#### Task prompt:
Swap "provide the outline" for "trace the outline" wherever it appears in the listing below, and reproduce the listing with everything else unchanged. Leave the pictures out of your answer.

#### Record set:
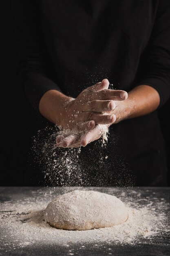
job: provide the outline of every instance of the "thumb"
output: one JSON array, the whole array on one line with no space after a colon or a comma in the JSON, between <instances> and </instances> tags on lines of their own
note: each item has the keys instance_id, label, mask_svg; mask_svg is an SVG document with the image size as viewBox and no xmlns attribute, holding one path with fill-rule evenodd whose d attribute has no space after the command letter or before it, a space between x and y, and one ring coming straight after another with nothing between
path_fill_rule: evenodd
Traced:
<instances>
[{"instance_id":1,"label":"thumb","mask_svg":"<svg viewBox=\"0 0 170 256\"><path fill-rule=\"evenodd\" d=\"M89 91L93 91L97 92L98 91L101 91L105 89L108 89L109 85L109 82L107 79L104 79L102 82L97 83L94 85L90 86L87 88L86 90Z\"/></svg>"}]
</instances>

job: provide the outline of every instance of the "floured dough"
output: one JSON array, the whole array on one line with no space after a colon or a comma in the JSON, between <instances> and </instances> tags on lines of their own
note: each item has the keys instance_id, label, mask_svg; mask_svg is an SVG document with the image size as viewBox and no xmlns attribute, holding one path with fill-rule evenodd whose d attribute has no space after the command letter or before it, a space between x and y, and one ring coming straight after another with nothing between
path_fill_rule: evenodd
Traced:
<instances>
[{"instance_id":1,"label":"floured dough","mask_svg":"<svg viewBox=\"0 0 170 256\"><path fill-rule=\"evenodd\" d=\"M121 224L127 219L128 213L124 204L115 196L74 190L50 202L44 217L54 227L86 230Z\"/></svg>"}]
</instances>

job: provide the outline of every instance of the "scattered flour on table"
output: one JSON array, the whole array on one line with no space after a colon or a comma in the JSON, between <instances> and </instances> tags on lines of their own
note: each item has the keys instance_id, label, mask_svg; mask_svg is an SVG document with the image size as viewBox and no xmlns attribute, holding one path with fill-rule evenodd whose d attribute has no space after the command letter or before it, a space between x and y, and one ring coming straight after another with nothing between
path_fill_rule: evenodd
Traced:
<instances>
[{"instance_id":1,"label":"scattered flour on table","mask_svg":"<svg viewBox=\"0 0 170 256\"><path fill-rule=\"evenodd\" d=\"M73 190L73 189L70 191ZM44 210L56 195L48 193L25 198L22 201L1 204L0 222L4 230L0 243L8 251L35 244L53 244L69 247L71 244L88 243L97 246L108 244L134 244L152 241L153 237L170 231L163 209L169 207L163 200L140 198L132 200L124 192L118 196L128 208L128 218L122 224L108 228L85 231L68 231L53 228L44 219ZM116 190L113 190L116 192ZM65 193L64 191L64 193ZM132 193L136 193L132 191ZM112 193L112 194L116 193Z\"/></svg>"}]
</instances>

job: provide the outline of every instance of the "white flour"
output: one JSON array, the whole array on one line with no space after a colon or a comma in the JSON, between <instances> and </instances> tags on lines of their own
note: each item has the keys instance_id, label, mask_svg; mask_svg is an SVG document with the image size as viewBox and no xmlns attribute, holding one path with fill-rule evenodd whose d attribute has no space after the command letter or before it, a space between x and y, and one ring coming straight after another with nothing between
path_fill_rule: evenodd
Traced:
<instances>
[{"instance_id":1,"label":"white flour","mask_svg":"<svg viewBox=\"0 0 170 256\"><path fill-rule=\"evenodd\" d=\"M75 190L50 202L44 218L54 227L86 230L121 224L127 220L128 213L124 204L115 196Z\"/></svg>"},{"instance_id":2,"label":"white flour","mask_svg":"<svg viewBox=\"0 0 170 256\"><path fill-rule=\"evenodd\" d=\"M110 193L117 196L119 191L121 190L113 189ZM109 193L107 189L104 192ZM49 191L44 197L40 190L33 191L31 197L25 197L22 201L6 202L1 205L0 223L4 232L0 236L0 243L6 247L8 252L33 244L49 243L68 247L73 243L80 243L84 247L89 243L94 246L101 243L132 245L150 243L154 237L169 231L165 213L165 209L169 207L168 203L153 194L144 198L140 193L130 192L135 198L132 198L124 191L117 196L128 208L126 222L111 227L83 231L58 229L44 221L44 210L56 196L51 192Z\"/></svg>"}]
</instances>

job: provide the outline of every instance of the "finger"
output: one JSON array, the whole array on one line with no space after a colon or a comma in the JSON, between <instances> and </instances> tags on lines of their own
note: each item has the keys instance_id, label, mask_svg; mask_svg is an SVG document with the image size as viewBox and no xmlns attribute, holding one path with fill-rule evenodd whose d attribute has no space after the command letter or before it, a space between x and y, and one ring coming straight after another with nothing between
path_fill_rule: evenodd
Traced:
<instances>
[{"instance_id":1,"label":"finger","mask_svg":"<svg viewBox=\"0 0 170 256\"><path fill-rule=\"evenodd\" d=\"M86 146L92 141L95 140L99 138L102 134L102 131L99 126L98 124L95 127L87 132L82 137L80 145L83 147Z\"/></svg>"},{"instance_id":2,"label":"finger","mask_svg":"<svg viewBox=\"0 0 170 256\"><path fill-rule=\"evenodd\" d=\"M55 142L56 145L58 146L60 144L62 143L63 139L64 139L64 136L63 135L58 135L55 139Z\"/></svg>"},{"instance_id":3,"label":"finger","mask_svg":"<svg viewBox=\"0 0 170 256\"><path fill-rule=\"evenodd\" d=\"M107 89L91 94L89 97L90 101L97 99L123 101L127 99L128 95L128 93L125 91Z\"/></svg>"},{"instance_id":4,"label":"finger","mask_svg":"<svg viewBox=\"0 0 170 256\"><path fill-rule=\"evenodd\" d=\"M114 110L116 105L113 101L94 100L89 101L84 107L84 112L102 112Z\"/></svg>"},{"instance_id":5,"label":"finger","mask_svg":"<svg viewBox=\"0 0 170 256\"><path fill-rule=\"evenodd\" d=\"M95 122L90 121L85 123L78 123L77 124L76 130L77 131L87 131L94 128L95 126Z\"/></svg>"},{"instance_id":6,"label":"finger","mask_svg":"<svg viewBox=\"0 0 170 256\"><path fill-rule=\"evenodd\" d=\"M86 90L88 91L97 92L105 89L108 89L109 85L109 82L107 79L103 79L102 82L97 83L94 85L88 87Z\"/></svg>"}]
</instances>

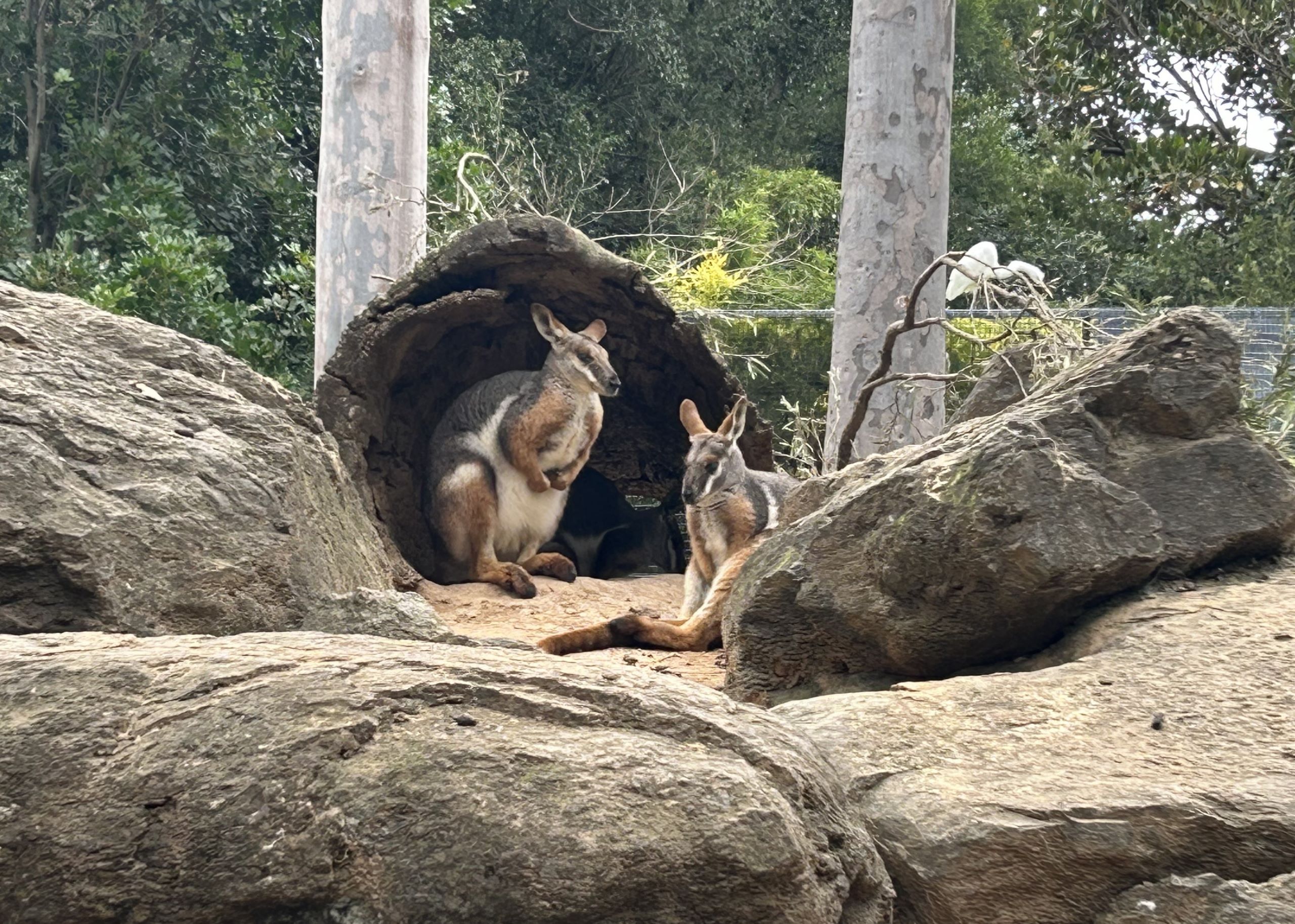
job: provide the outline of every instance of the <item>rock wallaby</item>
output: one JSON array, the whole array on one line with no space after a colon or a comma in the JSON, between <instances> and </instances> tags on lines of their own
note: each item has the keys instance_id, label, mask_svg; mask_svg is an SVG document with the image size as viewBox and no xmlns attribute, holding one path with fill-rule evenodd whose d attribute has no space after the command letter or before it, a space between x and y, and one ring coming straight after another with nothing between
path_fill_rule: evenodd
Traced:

#### Exercise output:
job: trace the outline of every instance of the "thumb"
output: one JSON array, the whole array on one line with no space after a colon or a comma in the JSON, between <instances> and </instances> tags on lines of their own
note: each item has the keys instance_id, label, mask_svg; mask_svg is an SVG document with the image size as viewBox and no xmlns attribute, holding one path with fill-rule evenodd whose d attribute has no space after the command letter or before it, a space between x and y, and one ring coming straight after another with nothing between
path_fill_rule: evenodd
Traced:
<instances>
[{"instance_id":1,"label":"thumb","mask_svg":"<svg viewBox=\"0 0 170 256\"><path fill-rule=\"evenodd\" d=\"M89 91L93 91L97 92L98 91L101 91L105 89L108 89L109 85L109 82L107 79L104 79L102 82L97 83L94 85L90 86L87 88L86 90Z\"/></svg>"}]
</instances>

job: trace the outline of every instance of the "floured dough"
output: one JSON array, the whole array on one line with no space after a colon or a comma in the JSON, between <instances> and </instances> tags on lines of their own
note: each item has the keys instance_id, label, mask_svg; mask_svg is an SVG document with the image size as viewBox and no xmlns attribute, holding one path with fill-rule evenodd whose d attribute has no space after the command letter or before it, a space between x and y, and one ring coming straight after another with nothing between
path_fill_rule: evenodd
Traced:
<instances>
[{"instance_id":1,"label":"floured dough","mask_svg":"<svg viewBox=\"0 0 170 256\"><path fill-rule=\"evenodd\" d=\"M121 224L127 219L128 213L124 204L115 196L74 190L50 202L44 217L54 227L86 230Z\"/></svg>"}]
</instances>

job: trace the outline of every instance of the "scattered flour on table"
output: one JSON array, the whole array on one line with no space after a colon or a comma in the JSON, between <instances> and </instances> tags on lines of their own
note: each item has the keys instance_id, label, mask_svg; mask_svg is an SVG document with the image size as viewBox and no xmlns attribute, holding one path with fill-rule evenodd whose d attribute has no space after the command letter or before it, a space between x and y, and one ring coming straight after another with nothing between
path_fill_rule: evenodd
Traced:
<instances>
[{"instance_id":1,"label":"scattered flour on table","mask_svg":"<svg viewBox=\"0 0 170 256\"><path fill-rule=\"evenodd\" d=\"M73 190L73 189L70 191ZM44 210L56 195L48 193L25 198L22 201L1 204L0 222L4 230L0 243L8 251L35 244L53 244L69 247L71 244L88 243L97 246L108 244L134 244L152 241L153 237L170 231L163 209L169 207L163 200L140 198L132 200L124 192L118 196L128 208L128 218L122 224L108 228L85 231L68 231L53 228L44 219ZM116 190L113 190L116 192ZM65 193L64 191L64 193ZM132 193L136 193L132 191ZM112 193L112 194L116 193Z\"/></svg>"}]
</instances>

job: trace the outline of every instance of the "white flour"
output: one JSON array, the whole array on one line with no space after a colon or a comma in the JSON, between <instances> and </instances> tags on lines of their own
note: each item has the keys instance_id, label, mask_svg; mask_svg is an SVG document with the image size as viewBox and no xmlns attribute, holding one path with fill-rule evenodd whose d attribute has no space after the command letter or before it, a space between x and y, and one ring coming straight after another with nothing between
path_fill_rule: evenodd
Traced:
<instances>
[{"instance_id":1,"label":"white flour","mask_svg":"<svg viewBox=\"0 0 170 256\"><path fill-rule=\"evenodd\" d=\"M75 190L50 202L44 218L54 227L86 230L121 224L127 220L128 213L124 204L115 196Z\"/></svg>"},{"instance_id":2,"label":"white flour","mask_svg":"<svg viewBox=\"0 0 170 256\"><path fill-rule=\"evenodd\" d=\"M110 193L117 196L119 191L121 190L113 189ZM109 193L107 189L104 192ZM49 191L44 197L40 190L33 191L31 197L25 197L22 201L6 202L1 205L0 223L4 232L0 236L0 243L6 247L8 252L33 244L49 243L68 247L73 243L80 243L84 247L89 243L94 246L101 243L132 245L150 243L154 237L169 231L165 213L165 209L169 207L168 203L153 194L144 198L140 193L130 192L135 198L132 198L124 191L117 196L128 208L126 222L111 227L83 231L58 229L44 221L44 210L56 196L51 192Z\"/></svg>"}]
</instances>

job: trace the outline of every instance of the "finger"
output: one JSON array, the whole array on one line with no space after a colon or a comma in the JSON, between <instances> and </instances> tags on lines of their own
note: each item has the keys instance_id, label, mask_svg; mask_svg is an SVG document with the image size as viewBox and no xmlns attribute, holding one path with fill-rule evenodd whose d attribute has no space after the command letter or before it, a space between x and y, and one ring coming straight after another with nothing between
path_fill_rule: evenodd
Traced:
<instances>
[{"instance_id":1,"label":"finger","mask_svg":"<svg viewBox=\"0 0 170 256\"><path fill-rule=\"evenodd\" d=\"M86 146L92 141L95 140L99 138L102 134L102 131L99 126L98 124L95 127L87 132L82 137L80 145L83 147Z\"/></svg>"},{"instance_id":2,"label":"finger","mask_svg":"<svg viewBox=\"0 0 170 256\"><path fill-rule=\"evenodd\" d=\"M55 142L56 145L58 146L60 144L62 143L63 139L64 139L64 136L63 135L58 135L55 139Z\"/></svg>"},{"instance_id":3,"label":"finger","mask_svg":"<svg viewBox=\"0 0 170 256\"><path fill-rule=\"evenodd\" d=\"M107 89L91 94L89 97L90 101L97 99L123 101L127 99L128 95L128 93L125 91Z\"/></svg>"},{"instance_id":4,"label":"finger","mask_svg":"<svg viewBox=\"0 0 170 256\"><path fill-rule=\"evenodd\" d=\"M114 110L116 105L113 101L94 100L89 101L84 107L84 112L102 112Z\"/></svg>"},{"instance_id":5,"label":"finger","mask_svg":"<svg viewBox=\"0 0 170 256\"><path fill-rule=\"evenodd\" d=\"M95 122L90 121L85 123L78 123L77 124L76 130L77 131L87 131L94 128L95 126Z\"/></svg>"},{"instance_id":6,"label":"finger","mask_svg":"<svg viewBox=\"0 0 170 256\"><path fill-rule=\"evenodd\" d=\"M86 90L88 91L97 92L105 89L108 89L109 85L109 82L107 79L103 79L102 82L97 83L94 85L88 87Z\"/></svg>"}]
</instances>

job: trace the outline of every instance of the <item>rock wallaby</item>
output: one JSON array, the whole array on one line with no space after a colon or a comma in the JSON, between <instances> and </instances> tags on lines of their own
note: each item has the keys instance_id, label, mask_svg; mask_svg is an SVG document with the image size as viewBox and no xmlns attribute, holding one path with fill-rule evenodd whose d attribute has no space after the command letter or before it, a space between x and y, and one ring coming straight after another with nothing between
path_fill_rule: evenodd
Traced:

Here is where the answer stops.